## TEXTABSCHNITT:
So wen ich jetzt auf die seite gehe zeigt es den Code an aber nicht das bild.Was kan ich da machen ?


----------



## Till (9. Apr. 2008)

Wenn er Code anzeift anstatt ihn zu parsen, dann hat das nichts mit der Directory Index Direktive zu tun. Stell bitte sicher, dass mod_php in Deinem Apache geladen ist und falls Du ISPConfig verwendest, dass auch der Haken bei php in den Webseiten Einstellungen gesetzt ist.


----------



## bAsHer (9. Apr. 2008)

Ich habe dir eine private Message geschickt <--


----------



## bAsHer (10. Apr. 2008)

Muss man für jeden Kunde den jeweiligen ortner der beim kunde ist vielleicht irgentwelche rechte freigeben damit das angezeigt wird ?

## SCHRIFTLICHE AUFGABE 1:
Entnimm den Datensätzen unten die Zeilen vom Anfang der Datensätze bis einschließlich der Zeile, die "[(190, 419), (269, 288)]" enthält, und gib sie unverändert wieder.

## AUSZUG DER DATENSÄTZE:
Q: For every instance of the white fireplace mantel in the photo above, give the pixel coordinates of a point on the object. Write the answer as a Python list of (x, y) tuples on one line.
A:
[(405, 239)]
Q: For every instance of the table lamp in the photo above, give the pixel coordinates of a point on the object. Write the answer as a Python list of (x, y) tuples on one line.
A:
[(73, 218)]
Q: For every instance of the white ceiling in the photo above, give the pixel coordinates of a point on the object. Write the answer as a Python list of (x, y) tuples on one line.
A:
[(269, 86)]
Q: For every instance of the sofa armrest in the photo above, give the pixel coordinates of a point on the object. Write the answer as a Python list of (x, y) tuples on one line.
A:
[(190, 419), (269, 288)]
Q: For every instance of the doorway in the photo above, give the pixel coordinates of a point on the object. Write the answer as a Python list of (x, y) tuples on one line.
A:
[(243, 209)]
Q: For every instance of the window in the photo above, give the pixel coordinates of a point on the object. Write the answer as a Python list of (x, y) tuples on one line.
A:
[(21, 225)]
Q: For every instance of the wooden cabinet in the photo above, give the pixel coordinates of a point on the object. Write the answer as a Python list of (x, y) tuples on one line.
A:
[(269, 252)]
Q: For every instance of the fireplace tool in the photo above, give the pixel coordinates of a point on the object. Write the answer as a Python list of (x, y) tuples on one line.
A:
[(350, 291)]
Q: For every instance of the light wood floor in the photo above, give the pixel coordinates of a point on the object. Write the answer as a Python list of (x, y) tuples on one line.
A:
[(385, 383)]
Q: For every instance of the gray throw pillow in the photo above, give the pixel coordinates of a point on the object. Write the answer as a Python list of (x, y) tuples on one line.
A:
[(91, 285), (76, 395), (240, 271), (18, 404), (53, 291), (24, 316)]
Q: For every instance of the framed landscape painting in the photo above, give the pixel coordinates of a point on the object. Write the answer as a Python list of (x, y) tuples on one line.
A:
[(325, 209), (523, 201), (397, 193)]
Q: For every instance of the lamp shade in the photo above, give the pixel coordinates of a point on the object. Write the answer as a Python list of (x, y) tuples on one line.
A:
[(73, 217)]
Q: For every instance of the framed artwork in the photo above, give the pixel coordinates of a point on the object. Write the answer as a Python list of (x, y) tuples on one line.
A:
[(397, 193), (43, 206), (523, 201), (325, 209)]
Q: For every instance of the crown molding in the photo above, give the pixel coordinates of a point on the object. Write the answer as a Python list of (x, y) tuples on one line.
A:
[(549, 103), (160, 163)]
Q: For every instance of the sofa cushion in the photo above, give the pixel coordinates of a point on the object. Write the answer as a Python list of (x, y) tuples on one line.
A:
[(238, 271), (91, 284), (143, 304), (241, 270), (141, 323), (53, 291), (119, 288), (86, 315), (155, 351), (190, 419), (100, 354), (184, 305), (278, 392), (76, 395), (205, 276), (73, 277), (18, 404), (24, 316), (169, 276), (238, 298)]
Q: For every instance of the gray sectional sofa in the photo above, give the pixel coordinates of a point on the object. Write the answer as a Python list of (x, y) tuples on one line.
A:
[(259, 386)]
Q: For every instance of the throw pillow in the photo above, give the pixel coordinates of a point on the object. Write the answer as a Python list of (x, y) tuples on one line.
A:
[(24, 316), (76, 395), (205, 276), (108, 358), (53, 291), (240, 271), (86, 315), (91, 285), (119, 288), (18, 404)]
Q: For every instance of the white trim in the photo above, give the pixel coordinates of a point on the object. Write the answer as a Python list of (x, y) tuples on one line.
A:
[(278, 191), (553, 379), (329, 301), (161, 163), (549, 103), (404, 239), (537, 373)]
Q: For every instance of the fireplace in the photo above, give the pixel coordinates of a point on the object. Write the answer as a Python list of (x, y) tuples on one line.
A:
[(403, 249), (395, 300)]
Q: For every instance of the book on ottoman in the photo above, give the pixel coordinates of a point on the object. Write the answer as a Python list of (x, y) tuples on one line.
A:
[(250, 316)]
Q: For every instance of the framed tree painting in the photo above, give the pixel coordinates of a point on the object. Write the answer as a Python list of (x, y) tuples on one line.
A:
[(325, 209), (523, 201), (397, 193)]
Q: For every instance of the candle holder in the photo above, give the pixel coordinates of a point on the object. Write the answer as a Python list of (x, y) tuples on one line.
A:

## SCHRIFTLICHE AUFGABE 2:
Setze den Forenthread über Apache und PHP nach seinem letzten Satz fort.

## ENDERGEBNIS 1:
Q: For every instance of the white fireplace mantel in the photo above, give the pixel coordinates of a point on the object. Write the answer as a Python list of (x, y) tuples on one line.
A:
[(405, 239)]
Q: For every instance of the table lamp in the photo above, give the pixel coordinates of a point on the object. Write the answer as a Python list of (x, y) tuples on one line.
A:
[(73, 218)]
Q: For every instance of the white ceiling in the photo above, give the pixel coordinates of a point on the object. Write the answer as a Python list of (x, y) tuples on one line.
A:
[(269, 86)]
Q: For every instance of the sofa armrest in the photo above, give the pixel coordinates of a point on the object. Write the answer as a Python list of (x, y) tuples on one line.
A:
[(190, 419), (269, 288)]

## ENDERGEBNIS 2:
Auser das PHP Ankreuzen


----------



## Till (10. Apr. 2008)

Nein, ainfach nur php aktivieren und dann die php scripte in das web verzeichnis legen. Wenn Du Deinen Server enstprechend dem perfect setup howto installiert hast, ist nichts weiteres zu machen. Stell aber sicher, dass du die scripte ins richtige Verzechnis gelegt hast, also mit dem ftp user hochlädst, bei dem Du die administrator checkbox angekreuzt hast.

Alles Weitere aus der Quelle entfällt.